>> begin Data for processing
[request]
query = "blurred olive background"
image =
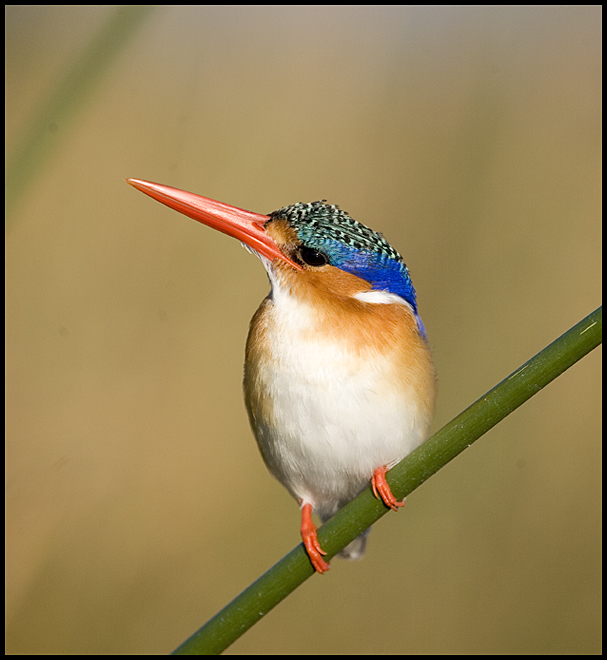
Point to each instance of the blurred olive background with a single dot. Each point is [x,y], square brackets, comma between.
[137,504]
>> end Data for processing
* Problem statement *
Reproduce every one of the records above line for line, without alteration, and omit the pictures from your reply.

* Answer for this exercise *
[request]
query = "blurred olive background"
image =
Point to each instance of the blurred olive background with a single dot. Each point is [x,y], square brackets, comma between.
[137,504]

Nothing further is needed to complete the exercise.